I sat in on one or two meetings, but I was mostly just observing. I wanted to see how the group was going and to get a real feel for it.

Miles Pomper

What was your feel for sort of the dynamics of the group? And you knew the region already quite well, by that point?

Daniel Kurtzer

There was one unsurprising element - the degree to which Israel and Egypt went at each other using this forum, as they used every other arms control or security forum, to argue whether or not security, such as confidence building measures and other activities should precede arms control, or whether arms control, particularly Israel as a non- signatory of the nuclear nonproliferation treaty should precede any kind of regional security activities. In fact, the first argument they had in the working group was whether to call it ACRS or RSAC, regional security and arms control. I'm pretty sure that the Israelis always called it RSAC, but nobody else did. We all called it ACRS. It's just a better acronym, frankly.

But it was reflective of the very different concepts that these two elephants in this small room held. Egypt had played out similar arguments in meetings of the NPT review committee. In 1995, at the NPT Review Conference, Egypt demanded that Israel adhere to the NPT. Egypt was a challenging partner when it came to the regional security aspects of ACRS, such as the search and rescue or notification of military exercises, or the regional information centers. Israel was a challenging partner when it came to arms control discussions.  Some of those things went forward anyway, because there was interest on the part of enough countries to start doing some of these things.

The second dynamic was the degree to which the multilateral process generally, including ACRS, never got serious high-level USG buy-in. In other words, there was no expectation that Secretary Baker was personally going to stay involved. He had a few other things to worry about, such as German reunification, and the re-election of the President. But it was very hard to get other senior people engaged and very frustrating. There was almost no interest in the multilateral process generally, including in ACRS. We understood that ACRS or the multilateral process generally was not the dawn of a new age or the beginning of peace in the Middle East. But it was different. And it was, at least in my view, my very strong view, worthy of significant investment because it was different. Saudi Arabia and Israel were talking to each other starting in '92 in a very small forum, not the UN General Assembly. In fact, we had one meeting of the Steering group in Canada during a snowstorm that snowed us in. We could not get out for a few days. The Canadian army, in fact, came to give us parkas and boots in case we had to go outside. It was freezing outside. What do you do when you're sitting in some nice lodge with nowhere to go? We sat around for three or four days, and we talked.  The Israelis and Saudis would go off and talk, and the Israelis and the Egyptians would go off and talk. That alone should have garnered more attention on the part of our senior people. The steering group and ACRS were the two groups that suffered most from the absence of senior level interest, and they weren't exploited as much as they might have been at that time.

**Task instructions**
- a) Decide whether each statement agrees with the interview on ACRS, answering yes or no and quoting the deciding words: (i) The Israelis always called the working group RSAC. (ii) A Steering group meeting in Canada was snowed in for a few days. (iii) Egypt was the challenging partner in arms control discussions.
- b) Echo the records from their first line through the line with "positive clicks: (610, 285)", including both.

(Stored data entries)
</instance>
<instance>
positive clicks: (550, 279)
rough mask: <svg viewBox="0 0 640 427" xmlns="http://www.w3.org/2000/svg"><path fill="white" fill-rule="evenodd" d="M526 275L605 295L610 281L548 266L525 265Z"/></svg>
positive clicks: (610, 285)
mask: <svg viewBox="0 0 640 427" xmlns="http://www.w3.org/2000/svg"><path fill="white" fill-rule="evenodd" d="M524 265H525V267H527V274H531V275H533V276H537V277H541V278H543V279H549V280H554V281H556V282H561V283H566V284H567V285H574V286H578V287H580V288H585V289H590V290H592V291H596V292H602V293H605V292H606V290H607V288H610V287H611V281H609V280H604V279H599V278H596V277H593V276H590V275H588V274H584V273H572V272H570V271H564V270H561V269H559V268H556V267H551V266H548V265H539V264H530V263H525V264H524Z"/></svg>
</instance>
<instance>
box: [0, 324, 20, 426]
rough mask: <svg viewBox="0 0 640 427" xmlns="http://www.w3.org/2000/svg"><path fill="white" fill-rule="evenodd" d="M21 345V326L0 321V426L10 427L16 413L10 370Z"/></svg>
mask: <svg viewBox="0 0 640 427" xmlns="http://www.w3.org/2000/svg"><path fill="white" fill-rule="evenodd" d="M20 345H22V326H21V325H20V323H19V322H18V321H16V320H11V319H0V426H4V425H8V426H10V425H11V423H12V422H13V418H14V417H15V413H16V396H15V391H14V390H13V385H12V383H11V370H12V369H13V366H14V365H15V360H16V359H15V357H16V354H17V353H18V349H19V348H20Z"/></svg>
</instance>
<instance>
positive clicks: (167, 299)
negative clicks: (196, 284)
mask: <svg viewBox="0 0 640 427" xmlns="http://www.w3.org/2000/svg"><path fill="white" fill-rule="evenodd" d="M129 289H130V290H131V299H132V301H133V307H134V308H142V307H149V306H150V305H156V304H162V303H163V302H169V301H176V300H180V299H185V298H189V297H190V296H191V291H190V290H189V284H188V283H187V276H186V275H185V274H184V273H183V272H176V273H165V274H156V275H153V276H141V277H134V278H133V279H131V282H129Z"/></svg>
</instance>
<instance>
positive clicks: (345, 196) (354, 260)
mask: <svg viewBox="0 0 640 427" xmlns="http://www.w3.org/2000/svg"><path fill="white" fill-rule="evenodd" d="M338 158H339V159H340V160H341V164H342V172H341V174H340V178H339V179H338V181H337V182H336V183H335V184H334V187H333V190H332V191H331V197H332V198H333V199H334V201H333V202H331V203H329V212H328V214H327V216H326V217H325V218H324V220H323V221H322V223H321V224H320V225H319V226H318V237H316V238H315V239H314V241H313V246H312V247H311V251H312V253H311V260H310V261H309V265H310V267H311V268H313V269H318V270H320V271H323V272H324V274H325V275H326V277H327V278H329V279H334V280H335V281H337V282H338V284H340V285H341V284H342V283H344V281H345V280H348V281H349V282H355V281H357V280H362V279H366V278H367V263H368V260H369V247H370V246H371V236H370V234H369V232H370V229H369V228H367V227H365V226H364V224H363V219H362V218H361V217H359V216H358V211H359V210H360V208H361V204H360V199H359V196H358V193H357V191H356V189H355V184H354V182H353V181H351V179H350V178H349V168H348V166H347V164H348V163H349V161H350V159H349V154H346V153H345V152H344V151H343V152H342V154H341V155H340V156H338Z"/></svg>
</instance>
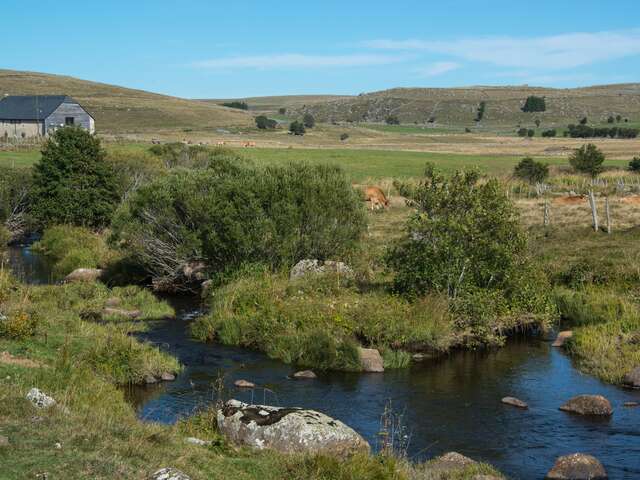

**Exercise solutions**
- a)
(i) Yes: "I'm pretty sure that the Israelis always called it RSAC, but nobody else did."
(ii) Yes: "we had one meeting of the Steering group in Canada during a snowstorm that snowed us in. We could not get out for a few days."
(iii) No: "Israel was a challenging partner when it came to arms control discussions."

- b)
</instance>
<instance>
positive clicks: (550, 279)
rough mask: <svg viewBox="0 0 640 427" xmlns="http://www.w3.org/2000/svg"><path fill="white" fill-rule="evenodd" d="M526 275L605 295L610 281L548 266L525 265Z"/></svg>
positive clicks: (610, 285)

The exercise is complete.